Your task:
Rewrite the lines below as a numbered list, skipping any blank lines.

Pointing and labeling entries:
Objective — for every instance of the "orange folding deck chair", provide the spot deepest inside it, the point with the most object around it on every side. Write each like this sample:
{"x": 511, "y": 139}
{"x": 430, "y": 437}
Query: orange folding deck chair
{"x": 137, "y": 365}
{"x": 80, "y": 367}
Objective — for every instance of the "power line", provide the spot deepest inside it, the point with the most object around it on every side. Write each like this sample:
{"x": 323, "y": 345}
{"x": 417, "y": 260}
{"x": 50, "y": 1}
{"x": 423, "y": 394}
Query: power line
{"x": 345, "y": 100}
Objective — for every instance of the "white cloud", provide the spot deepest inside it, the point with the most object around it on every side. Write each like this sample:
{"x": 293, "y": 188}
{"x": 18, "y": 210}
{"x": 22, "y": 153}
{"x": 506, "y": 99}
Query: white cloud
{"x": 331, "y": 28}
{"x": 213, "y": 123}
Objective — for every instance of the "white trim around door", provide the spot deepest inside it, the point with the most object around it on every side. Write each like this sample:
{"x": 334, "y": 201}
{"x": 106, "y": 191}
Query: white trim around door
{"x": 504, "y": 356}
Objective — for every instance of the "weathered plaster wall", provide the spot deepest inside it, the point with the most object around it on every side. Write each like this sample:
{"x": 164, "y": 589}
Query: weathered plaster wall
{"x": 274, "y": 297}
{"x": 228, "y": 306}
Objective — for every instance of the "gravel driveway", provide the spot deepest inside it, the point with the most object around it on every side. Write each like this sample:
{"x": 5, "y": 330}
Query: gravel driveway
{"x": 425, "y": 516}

Exercise response:
1. Objective — for every instance of the "orange folding deck chair", provide the spot deepest inside it, the point with the most object around it on every side. Write each like this sample:
2. {"x": 511, "y": 139}
3. {"x": 430, "y": 437}
4. Query: orange folding deck chair
5. {"x": 137, "y": 365}
6. {"x": 80, "y": 367}
7. Objective — for every instance of the "power line", provide the spot deepest inside it, the point with the most object around it on every side. Write each like this sample:
8. {"x": 323, "y": 345}
9. {"x": 417, "y": 260}
10. {"x": 50, "y": 1}
11. {"x": 423, "y": 394}
12. Query: power line
13. {"x": 345, "y": 100}
14. Objective — for every instance of the "white cloud", provide the spot deepest inside it, the point with the most object around it on every side. Write each like this sample:
15. {"x": 293, "y": 188}
16. {"x": 18, "y": 210}
17. {"x": 22, "y": 153}
18. {"x": 506, "y": 99}
19. Query: white cloud
20. {"x": 331, "y": 28}
21. {"x": 213, "y": 123}
22. Objective — for every instance of the "white trim around door", provide the spot deepest inside it, the point with the most object around it on every side. Write each like this sample:
23. {"x": 334, "y": 201}
24. {"x": 106, "y": 191}
25. Query: white trim around door
26. {"x": 504, "y": 356}
27. Objective — for every instance of the "weathered plaster wall", provide the spot deepest inside it, the point with the most object around it on every side. Write each like this sample:
28. {"x": 164, "y": 589}
29. Query: weathered plaster wall
30. {"x": 274, "y": 297}
31. {"x": 228, "y": 306}
32. Objective — for every instance of the "gravel driveway", provide the spot deepest inside it, the point with the most object around it on every side. Write each like this sample:
33. {"x": 5, "y": 330}
34. Query: gravel driveway
35. {"x": 425, "y": 516}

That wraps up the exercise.